§ **What you will do**
Each entry below is to be printed verbatim.

(Excerpts of pointing data)
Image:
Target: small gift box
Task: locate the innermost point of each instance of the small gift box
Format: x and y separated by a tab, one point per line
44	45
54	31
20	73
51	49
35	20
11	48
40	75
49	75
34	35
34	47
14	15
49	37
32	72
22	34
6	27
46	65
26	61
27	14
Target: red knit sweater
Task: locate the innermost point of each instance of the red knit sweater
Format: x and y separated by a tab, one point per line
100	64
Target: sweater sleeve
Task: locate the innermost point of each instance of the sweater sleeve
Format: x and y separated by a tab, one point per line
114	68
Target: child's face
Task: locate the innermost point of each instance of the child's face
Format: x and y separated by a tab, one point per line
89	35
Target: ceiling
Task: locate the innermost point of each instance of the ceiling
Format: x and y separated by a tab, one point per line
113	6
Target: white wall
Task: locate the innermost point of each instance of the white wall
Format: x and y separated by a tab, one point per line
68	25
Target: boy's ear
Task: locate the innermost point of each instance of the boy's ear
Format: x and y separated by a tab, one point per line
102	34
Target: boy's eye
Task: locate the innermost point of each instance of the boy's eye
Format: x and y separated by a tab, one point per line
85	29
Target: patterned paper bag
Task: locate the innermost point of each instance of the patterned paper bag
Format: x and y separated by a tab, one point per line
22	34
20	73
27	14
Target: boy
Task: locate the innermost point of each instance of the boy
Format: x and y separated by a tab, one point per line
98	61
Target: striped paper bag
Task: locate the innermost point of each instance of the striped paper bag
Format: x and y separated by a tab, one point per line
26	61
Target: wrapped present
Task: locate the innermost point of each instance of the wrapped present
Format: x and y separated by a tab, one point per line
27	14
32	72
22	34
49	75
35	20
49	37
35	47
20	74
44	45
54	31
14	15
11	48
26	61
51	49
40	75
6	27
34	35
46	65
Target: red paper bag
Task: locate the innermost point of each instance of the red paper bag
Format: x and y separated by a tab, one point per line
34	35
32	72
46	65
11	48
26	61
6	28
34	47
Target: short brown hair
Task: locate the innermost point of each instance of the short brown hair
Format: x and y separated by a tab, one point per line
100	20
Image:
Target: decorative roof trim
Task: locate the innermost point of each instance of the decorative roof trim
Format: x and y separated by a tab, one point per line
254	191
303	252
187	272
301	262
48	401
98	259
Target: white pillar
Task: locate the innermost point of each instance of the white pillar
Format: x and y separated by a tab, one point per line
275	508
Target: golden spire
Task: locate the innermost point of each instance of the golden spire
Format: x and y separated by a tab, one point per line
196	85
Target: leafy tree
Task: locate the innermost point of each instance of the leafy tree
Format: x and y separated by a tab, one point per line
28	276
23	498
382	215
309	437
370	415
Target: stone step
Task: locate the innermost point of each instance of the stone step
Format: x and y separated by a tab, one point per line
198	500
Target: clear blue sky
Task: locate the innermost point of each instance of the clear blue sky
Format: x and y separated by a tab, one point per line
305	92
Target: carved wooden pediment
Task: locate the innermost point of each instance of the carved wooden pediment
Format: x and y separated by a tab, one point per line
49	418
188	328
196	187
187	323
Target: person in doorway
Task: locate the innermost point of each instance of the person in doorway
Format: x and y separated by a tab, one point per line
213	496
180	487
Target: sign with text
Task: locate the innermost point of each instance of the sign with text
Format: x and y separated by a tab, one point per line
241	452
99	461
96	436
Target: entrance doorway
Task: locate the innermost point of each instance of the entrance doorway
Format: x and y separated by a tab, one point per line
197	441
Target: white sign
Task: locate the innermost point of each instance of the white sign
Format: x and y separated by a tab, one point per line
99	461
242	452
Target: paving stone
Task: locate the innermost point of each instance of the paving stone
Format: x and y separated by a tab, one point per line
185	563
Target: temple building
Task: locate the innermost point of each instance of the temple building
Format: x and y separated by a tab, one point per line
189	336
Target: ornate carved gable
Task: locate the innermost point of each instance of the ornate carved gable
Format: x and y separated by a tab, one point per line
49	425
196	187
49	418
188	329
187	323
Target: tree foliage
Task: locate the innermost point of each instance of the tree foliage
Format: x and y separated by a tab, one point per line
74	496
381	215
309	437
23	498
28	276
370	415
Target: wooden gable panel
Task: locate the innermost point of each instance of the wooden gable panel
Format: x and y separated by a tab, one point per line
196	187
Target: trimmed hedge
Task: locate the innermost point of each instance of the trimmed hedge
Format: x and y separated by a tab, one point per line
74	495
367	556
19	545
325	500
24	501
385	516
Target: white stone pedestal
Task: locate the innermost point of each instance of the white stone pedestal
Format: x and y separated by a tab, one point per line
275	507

§ **Response**
Image:
Target: small gift box
Task: locate the innermost point of each instance of the small gift box
Format: x and y separated by a tab, one point per line
44	45
54	31
20	73
51	49
35	20
11	48
40	75
49	75
34	35
34	47
14	15
49	37
32	72
22	34
6	27
46	65
26	61
27	14
Target: red knit sweater
Task: locate the innermost point of each instance of the red knit sweater
Format: x and y separated by a tab, one point per line
100	64
Target: sweater sleeve
Task: locate the innermost point of each instance of the sweater sleeve
Format: x and y separated by a tab, one point per line
114	68
Target: child's face
Task: locate the innermost point of each instance of the child's face
Format: x and y separated by a tab, one point per line
89	35
Target: ceiling
Task: locate the innermost point of each instance of the ceiling
Format: x and y separated by a tab, one point per line
113	6
Target: white wall
Task: locate the innermost point of each instance of the white wall
Format: x and y separated by a tab, one point per line
68	25
Target: boy's ear
Task: locate the innermost point of each instance of the boy's ear
Format: x and y separated by a tab, one point per line
102	34
Target: boy's eye
Task: locate the innermost point of each instance of the boy's eye
Format: x and y separated by a tab, one point per line
85	29
Target: patterned paper bag
Task: locate the innermost point of each instance of the patterned paper bag
Format: x and y separated by a tab, one point per line
22	34
20	73
27	14
Target: boy
Task: locate the innermost point of each instance of the boy
Format: x and y separated by a tab, one point per line
98	61
Target: striped paper bag
Task: locate the innermost point of each instance of the striped paper bag
Format: x and y separated by a tab, one point per line
26	61
Target: wrapped present
Task: locate the innermost point of each instance of the wrapped present
Format: x and y separated by a tab, one point per line
27	14
32	72
22	34
49	75
35	20
49	37
35	47
20	74
44	45
54	31
14	15
11	48
26	61
51	49
40	75
6	27
34	35
46	65
Target: red paper bag
Task: locate the innermost point of each instance of the red paper bag
Format: x and y separated by a tab, one point per line
34	35
32	72
46	65
11	48
26	61
6	28
34	47
Target: short brown hair
Task: locate the innermost point of each instance of the short brown hair
Format: x and y separated by a tab, one point per line
100	20
Image:
Target: decorative roof trim
Task: locate the innermost point of each instance of the decorative roof trim
Format: x and y separated by a tab, one point per line
254	191
303	252
187	272
301	262
48	401
98	259
Target: white pillar
Task: locate the innermost point of each instance of the white pillar
Format: x and y separated by a tab, one point per line
275	508
Target: golden spire
Task: locate the innermost point of each instance of the golden spire
Format: x and y separated by a tab, one point per line
196	85
Target: leafy tree
Task: locate the innermost point of each instance of the leafy tree
Format: x and y separated by a tab, one point per line
28	276
23	498
382	215
309	437
370	415
Target: stone step
Task: locate the innermost point of each instance of the stone step
Format: x and y separated by a tab, one point per line
198	500
Target: clear blue sky
Task: locate the innermost point of each instance of the clear blue sky
Format: x and y separated by a tab, one point per line
305	92
Target: carved wooden pediment
Task: locate the innermost point of each instance of the carved wooden pediment
Format: x and y separated by a tab, one point per line
49	418
188	328
196	187
187	323
Target: person in doorway
Task: locate the innermost point of each instance of the person in doorway
Format: x and y separated by a tab, one point per line
213	496
180	487
Target: sign with text
Task: locate the innermost point of each instance of the sign with text
Format: x and y separated by a tab, one point per line
241	452
99	461
96	436
Target: entrance doorway
Task: locate the innermost point of each instance of the entrance doorway
Format: x and y separated by a tab, one point per line
197	441
Target: white sign
Task: locate the innermost point of each instance of the white sign
Format: x and y separated by a tab, one point per line
99	461
242	452
Target: paving stone
Task: locate the innermost point of each instance of the paving stone
Format: x and y separated by a tab, one point per line
185	563
Target: temple building
Task: locate the innermost point of each instance of the temple building
Format: x and y separated by a tab, one point per line
189	336
Target: ornate carved gable
Task: locate the innermost point of each instance of the ornate carved gable
Format: x and y separated by a tab, one point per line
49	425
196	187
49	418
188	329
187	323
Target: tree foliage
Task: locate the innermost point of each instance of the tree foliage
Format: x and y separated by a tab, one point per line
74	496
381	215
309	437
23	498
28	276
370	415
Target: wooden gable panel
Task: locate the innermost point of each instance of the wooden gable panel
Format: x and y separated by a tab, one point per line
196	187
Target: trimmed hedge
Task: locate the innermost point of each instance of the trimmed hedge
Format: x and y separated by a tab, one point per line
74	495
367	556
19	545
325	500
24	501
385	516
Target: white stone pedestal
Task: locate the innermost point of each instance of the white stone pedestal
Format: x and y separated by a tab, one point per line
275	507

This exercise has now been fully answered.